**Input records:**
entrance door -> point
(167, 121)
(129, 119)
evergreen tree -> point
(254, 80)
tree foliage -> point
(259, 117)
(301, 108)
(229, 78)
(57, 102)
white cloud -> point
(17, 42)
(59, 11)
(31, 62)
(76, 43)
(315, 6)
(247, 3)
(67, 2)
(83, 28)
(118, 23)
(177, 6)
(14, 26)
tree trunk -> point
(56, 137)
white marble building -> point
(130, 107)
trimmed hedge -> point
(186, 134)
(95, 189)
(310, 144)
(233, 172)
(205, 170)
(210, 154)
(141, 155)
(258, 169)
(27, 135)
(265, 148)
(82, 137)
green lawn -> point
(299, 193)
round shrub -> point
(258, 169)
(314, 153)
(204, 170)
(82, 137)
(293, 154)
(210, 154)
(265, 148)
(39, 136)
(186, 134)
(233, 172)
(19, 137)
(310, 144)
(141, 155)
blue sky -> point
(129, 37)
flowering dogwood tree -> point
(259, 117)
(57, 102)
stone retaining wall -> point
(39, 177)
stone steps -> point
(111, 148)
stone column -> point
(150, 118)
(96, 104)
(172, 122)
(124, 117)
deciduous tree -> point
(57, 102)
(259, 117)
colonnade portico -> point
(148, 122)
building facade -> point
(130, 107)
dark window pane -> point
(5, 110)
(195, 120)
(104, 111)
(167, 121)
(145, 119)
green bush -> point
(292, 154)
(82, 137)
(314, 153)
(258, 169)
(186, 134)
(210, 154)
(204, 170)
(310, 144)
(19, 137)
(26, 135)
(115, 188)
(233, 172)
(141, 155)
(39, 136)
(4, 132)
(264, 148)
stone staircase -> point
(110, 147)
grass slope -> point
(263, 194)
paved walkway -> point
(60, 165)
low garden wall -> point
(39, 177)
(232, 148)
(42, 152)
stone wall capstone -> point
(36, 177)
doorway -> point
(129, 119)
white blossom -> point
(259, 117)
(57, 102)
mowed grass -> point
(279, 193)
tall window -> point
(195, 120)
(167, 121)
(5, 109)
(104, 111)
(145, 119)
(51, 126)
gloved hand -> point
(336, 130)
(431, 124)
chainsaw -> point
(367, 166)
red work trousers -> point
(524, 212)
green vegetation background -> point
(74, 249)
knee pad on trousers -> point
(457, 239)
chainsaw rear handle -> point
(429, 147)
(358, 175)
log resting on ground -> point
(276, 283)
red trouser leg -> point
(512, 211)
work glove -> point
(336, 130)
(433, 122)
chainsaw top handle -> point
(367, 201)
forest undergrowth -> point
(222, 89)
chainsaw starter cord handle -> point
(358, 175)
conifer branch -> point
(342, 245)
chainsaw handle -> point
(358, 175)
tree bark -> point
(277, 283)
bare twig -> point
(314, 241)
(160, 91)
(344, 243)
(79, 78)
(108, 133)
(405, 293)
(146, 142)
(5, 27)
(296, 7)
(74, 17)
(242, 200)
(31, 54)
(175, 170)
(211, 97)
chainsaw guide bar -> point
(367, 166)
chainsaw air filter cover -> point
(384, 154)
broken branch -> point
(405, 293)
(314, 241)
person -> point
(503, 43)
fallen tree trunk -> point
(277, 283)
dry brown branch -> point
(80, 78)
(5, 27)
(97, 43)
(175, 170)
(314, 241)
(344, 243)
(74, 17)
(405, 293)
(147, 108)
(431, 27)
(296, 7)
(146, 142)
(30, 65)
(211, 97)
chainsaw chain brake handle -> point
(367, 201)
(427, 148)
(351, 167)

**Exercise directions:** Give the entries again, every one of them exactly.

**Exercise solution:**
entrance door -> point
(167, 121)
(129, 119)
evergreen tree -> point
(254, 80)
tree foliage -> point
(259, 117)
(301, 108)
(229, 78)
(57, 102)
white cloud -> point
(17, 42)
(59, 11)
(31, 62)
(76, 43)
(315, 6)
(247, 3)
(67, 2)
(83, 28)
(118, 23)
(177, 6)
(14, 26)
tree trunk -> point
(56, 137)
white marble building -> point
(130, 107)
trimmed hedge -> point
(186, 134)
(95, 189)
(310, 144)
(233, 172)
(205, 170)
(210, 154)
(141, 155)
(258, 169)
(27, 135)
(265, 148)
(82, 137)
green lawn -> point
(299, 193)
round shrub -> point
(258, 169)
(314, 153)
(204, 170)
(82, 137)
(293, 154)
(210, 154)
(265, 148)
(39, 136)
(186, 134)
(233, 172)
(19, 137)
(310, 144)
(141, 155)
blue sky -> point
(129, 37)
flowering dogwood tree -> point
(259, 117)
(57, 102)
stone retaining wall -> point
(39, 177)
stone steps -> point
(111, 148)
stone column -> point
(150, 118)
(96, 104)
(172, 122)
(124, 117)
deciduous tree -> point
(57, 102)
(259, 117)
colonnade portico -> point
(148, 122)
building facade -> point
(130, 107)
dark window pane -> point
(5, 110)
(195, 120)
(104, 111)
(167, 121)
(145, 119)
green bush -> point
(292, 154)
(82, 137)
(314, 153)
(258, 169)
(186, 134)
(210, 154)
(204, 170)
(310, 144)
(19, 137)
(26, 135)
(115, 188)
(233, 172)
(141, 155)
(39, 136)
(4, 132)
(264, 148)
stone staircase -> point
(110, 147)
grass slope -> point
(263, 194)
paved walkway -> point
(60, 165)
low garden wall -> point
(39, 177)
(232, 148)
(42, 152)
stone wall capstone -> point
(36, 177)
doorway -> point
(129, 119)
white blossom -> point
(259, 117)
(57, 102)
mowed grass -> point
(279, 193)
tall window -> point
(195, 120)
(167, 121)
(5, 109)
(104, 111)
(145, 119)
(51, 126)
gloved hand -> point
(336, 130)
(431, 124)
chainsaw -> point
(367, 166)
red work trousers -> point
(524, 212)
green vegetation background -> point
(74, 249)
knee pad on trousers -> point
(457, 239)
chainsaw rear handle -> point
(429, 147)
(358, 175)
log resting on ground -> point
(276, 283)
red trouser leg -> point
(512, 211)
work glove -> point
(336, 130)
(433, 122)
chainsaw top handle -> point
(367, 201)
forest undergrowth -> point
(222, 89)
chainsaw starter cord handle -> point
(358, 175)
conifer branch -> point
(342, 245)
chainsaw handle -> point
(358, 175)
tree bark -> point
(277, 283)
bare twig -> point
(314, 241)
(160, 91)
(344, 243)
(79, 78)
(108, 133)
(405, 293)
(146, 142)
(5, 27)
(296, 7)
(74, 17)
(242, 200)
(31, 54)
(175, 170)
(211, 97)
chainsaw guide bar -> point
(367, 166)
chainsaw air filter cover -> point
(384, 154)
broken branch -> point
(405, 293)
(314, 241)
person -> point
(503, 43)
fallen tree trunk -> point
(277, 283)
dry brown branch -> point
(80, 78)
(5, 27)
(97, 43)
(175, 170)
(314, 241)
(344, 243)
(74, 17)
(405, 293)
(147, 108)
(431, 27)
(296, 7)
(146, 142)
(30, 65)
(211, 97)
chainsaw chain brake handle -> point
(367, 201)
(427, 148)
(351, 167)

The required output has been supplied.